(Document text)
"""

Today is DAY 2 of Spinal CSF Leak Awareness Week.
Our focus for today is: Symptoms of spinal cerbebrospinal fluid (CSF) leak.
We will be covering other aspects of spinal CSF leak throughout the week.
The most common symptom is a positional headache, worse when upright and improved when lying flat.
Why is the headache positional and why is it so disabling?
Normally the fatty brain floats in CSF but when the volume of CSF is reduced, the brain sinks down inside the skull. When upright, the drop in fluid pressure is worsened, but less so while horizontal.
In addition, when horizontal, the rate of fluid leak usually slows down based on simple water pressure dynamics. The brain makes new CSF continuously and while flat, may be able to keep up with a slower leak rate.
Overnight, a patient’s CSF “tank” can fill up slowly such that they feel quite well or normal upon waking. Then when they get up, the leak rate increases and their CSF fluid volume starts to drop. Patients may have minutes or hours upright before the increasing head pain forces them flat again. They will often feel better quickly after getting flat, as a result of having an immediate increase in the fluid pressure in the head, but it may take hours for the fluid level to rise enough to allow the patient to get up again. This can limit how many minutes or hours that a patient can be functional while upright. A “second-half-of-the-day” headache pattern is common and tends not to be recognized as the result of a spinal CSF leak. A patient may look quite well for part of the day, so the severity of symptoms and associated disability is usually underestimated.
The headache is most often located at the back of the head at the base of the skull, but can be frontal, in both temples or all over the head. The severity ranges from mild to severe.
While the hallmark symptom of “upright headache”, or a headache that is worse when upright and improved when lying flat, it should be noted that headache is not universally present nor is it universally positional. It is not unusual for the positional aspect of the headache, when present, to lessen over time, which contributes to difficulties with diagnosis.
See this short video of Dr. Schievink explaining the main symptom of headache.

"""

Continue the awareness-week piece on spinal CSF leak symptoms from its last line.

(Provided records)
"""

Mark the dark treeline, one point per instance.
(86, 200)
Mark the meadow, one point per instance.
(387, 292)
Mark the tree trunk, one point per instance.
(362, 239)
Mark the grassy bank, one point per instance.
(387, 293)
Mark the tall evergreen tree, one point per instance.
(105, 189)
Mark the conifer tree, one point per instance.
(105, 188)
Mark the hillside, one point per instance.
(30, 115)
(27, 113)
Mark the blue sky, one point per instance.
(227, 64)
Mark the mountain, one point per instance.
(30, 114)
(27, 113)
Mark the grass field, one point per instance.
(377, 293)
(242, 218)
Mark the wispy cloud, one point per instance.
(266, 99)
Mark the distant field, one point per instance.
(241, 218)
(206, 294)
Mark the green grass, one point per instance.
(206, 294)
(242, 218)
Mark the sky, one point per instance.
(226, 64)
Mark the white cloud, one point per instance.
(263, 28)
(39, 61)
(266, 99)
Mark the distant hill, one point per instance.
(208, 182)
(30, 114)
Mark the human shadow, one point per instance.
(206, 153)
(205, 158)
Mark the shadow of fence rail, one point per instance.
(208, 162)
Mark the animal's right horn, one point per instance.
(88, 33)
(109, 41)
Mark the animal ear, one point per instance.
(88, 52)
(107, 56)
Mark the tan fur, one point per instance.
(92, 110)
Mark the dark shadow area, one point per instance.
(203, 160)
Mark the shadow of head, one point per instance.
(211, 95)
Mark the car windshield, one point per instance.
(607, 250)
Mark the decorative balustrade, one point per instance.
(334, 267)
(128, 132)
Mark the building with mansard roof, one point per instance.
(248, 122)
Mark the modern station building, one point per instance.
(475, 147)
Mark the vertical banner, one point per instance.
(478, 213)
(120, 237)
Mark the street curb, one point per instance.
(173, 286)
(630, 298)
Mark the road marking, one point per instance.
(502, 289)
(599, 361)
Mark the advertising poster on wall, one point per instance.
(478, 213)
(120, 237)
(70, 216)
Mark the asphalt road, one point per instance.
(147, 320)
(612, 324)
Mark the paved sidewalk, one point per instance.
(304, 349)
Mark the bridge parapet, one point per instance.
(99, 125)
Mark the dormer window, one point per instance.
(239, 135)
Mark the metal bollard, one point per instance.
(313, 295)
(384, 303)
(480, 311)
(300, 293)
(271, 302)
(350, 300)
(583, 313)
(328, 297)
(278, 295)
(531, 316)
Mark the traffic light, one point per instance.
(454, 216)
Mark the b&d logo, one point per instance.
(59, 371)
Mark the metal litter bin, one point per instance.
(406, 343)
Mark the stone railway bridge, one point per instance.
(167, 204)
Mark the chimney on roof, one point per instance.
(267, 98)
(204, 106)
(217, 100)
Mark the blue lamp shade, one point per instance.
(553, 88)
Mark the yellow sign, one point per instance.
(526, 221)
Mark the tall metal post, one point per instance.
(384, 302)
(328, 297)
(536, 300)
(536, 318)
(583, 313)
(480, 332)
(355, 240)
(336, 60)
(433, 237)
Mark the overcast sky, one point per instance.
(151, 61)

"""

(The answer)
In addition to headache, additional symptoms are usually present and vary between individuals.
Common symptoms, other than headache, include neck pain or stiffness, nausea and vomiting, change in hearing (muffled, tinnitus), impaired balance, dizziness, photophobia (sensitivity to light), phonophobia (sensitivity to sound), pain between shoulder blades, changes in cognition (brain fog) and arm pain or numbness.
Less common symptoms include visual changes, facial numbness or pain, changes in taste, fatigue and pain or numbness below the arm level.
Fortunately, serious complications are rare but include quadriplegia (paralysis, weakness), dementia, Parkinsonism, tremor and other movement disorders, stroke, coma and even death.
The National Headache Foundation releases video for Leak Week
Be sure to check out this excellent new video of a patient with spontaneous intracranial hypotension due to a spinal CSF leak being interviewed by Vincent Martin, MD. You may see the video HERE on the website of the National Headache Foundation, where you will find additional resources.
Later this week, we will discuss the diagnosis of spinal CSF leak and why this diagnosis is often missed. The biggest reason, however, is that most doctors are unfamiliar with it. We aim to change that.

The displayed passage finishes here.